### Фрагмент текста
=====
Изменить размер шрифта - +
И делать из такого подростка с помощью газет и телевидения символ определенной группы молодежи, взятой в отдельном месте (городские окраины), — значит выдавать эту молодежь за какое-то скопище убийц, а школу — за очаг преступности.

Относительно убийств небесполезно будет отметить, что за вычетом вооруженных нападений, уличных драк, убийств с целью ограбления и бандитских разборок около восьмидесяти процентов кровавых преступлений совершаются в семейном кругу. Люди убивают друг друга прежде всего у себя дома, под собственной крышей, варясь в соку своих неурядиц.

А выдавать школу за некую криминогенную среду — это уже само по себе криминал, чудовищное преступление перед школой.

 

Сегодня многие считают, что насилие пришло в школу только вчера, причем с окраин и единственно с иммигрантами. Раньше его в школе не было. Это догма, не подлежащая обсуждению. Однако у меня сохранились воспоминания о бедных учителях, которых мы изводили галдежом в шестидесятые годы, о педагоге, который, выйдя из себя, швырнул в нас, третьеклассников, свой стол, о надзирателе, которого увели из школы в наручниках за то, что он отлупил ученика, доведшего его до бешенства, а также — это уже из восьмидесятых — о девочках, на вид таких послушных, после общения с которыми их учителю прописали лечение сном (я как раз замещал его тогда), и всё потому, что он имел наглость требовать, чтобы они прочитали «Принцессу Клевскую», которую эти барышни находили «слишком нудной»…

В семидесятые годы, на сей раз девятнадцатого века, Альфонс Доде так выражал свою тоску классного наставника, замученного учениками:

Я вступил во владение средним классом. Я обнаружил там полсотни злобных сорванцов, щекастых горцев двенадцати — четырнадцати лет, сыновей разбогатевших фермеров, которых родители отправляли в коллеж, чтобы они стали мелкими буржуа, платя за это по сто двадцать франков за учебную четверть, грубые, наглые, говорящие между собой на корявом севеннском наречии, которого я совершенно не понимал, все они были уродливы тем особым уродством, что присуще изменчивому детству, у всех были большие обмороженные красные руки, простуженные петушиные голоса, тупой взгляд, и надо всем этим витал запах коллежа. Они сразу же возненавидели меня, еще не успев узнать. Я был для них врагом, надзирателем; с того самого дня, когда я впервые занял свое место на кафедре, между нами началась война, жестокая, непримиримая, не прекращающаяся ни на мгновение.
=====
### Исходные данные
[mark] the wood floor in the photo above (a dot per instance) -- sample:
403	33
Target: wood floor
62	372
=====
### Что сделать 1
Перепишите из фрагмента текста всё, начиная со слов «Изменить размер шрифта» и вплоть до слов «преступление перед школой.», поменяв «городские окраины» на «спальные районы».
### Что сделать 2
Какая доля кровавых преступлений, согласно фрагменту текста, совершается в семейном кругу?
### Что сделать 3
Перескажите в виде списка абзац фрагмента текста, начинающийся словами «Сегодня многие считают», сохранив его основные факты.
Материал никак не связан с фрагментом текста.

### Результат 1
Изменить размер шрифта - +
И делать из такого подростка с помощью газет и телевидения символ определенной группы молодежи, взятой в отдельном месте (спальные районы), — значит выдавать эту молодежь за какое-то скопище убийц, а школу — за очаг преступности.

Относительно убийств небесполезно будет отметить, что за вычетом вооруженных нападений, уличных драк, убийств с целью ограбления и бандитских разборок около восьмидесяти процентов кровавых преступлений совершаются в семейном кругу. Люди убивают друг друга прежде всего у себя дома, под собственной крышей, варясь в соку своих неурядиц.

А выдавать школу за некую криминогенную среду — это уже само по себе криминал, чудовищное преступление перед школой.

### Результат 2
Около восьмидесяти процентов, если не считать вооруженных нападений, уличных драк, убийств с целью ограбления и бандитских разборок.

### Результат 3
- Распространенное мнение: насилие пришло в школу только вчера, с окраин и лишь с иммигрантами, а раньше его в школе не было; это считается догмой.
- Шестидесятые годы в воспоминаниях рассказчика: ученики изводили учителей галдежом, педагог в гневе швырнул в третьеклассников свой стол, надзирателя увели из школы в наручниках за то, что он отлупил ученика.
- Восьмидесятые годы: послушные на вид девочки довели своего учителя до того, что ему прописали лечение сном. Он требовал, чтобы они прочитали «Принцессу Клевскую», которую они находили «слишком нудной». Рассказчик тогда его замещал.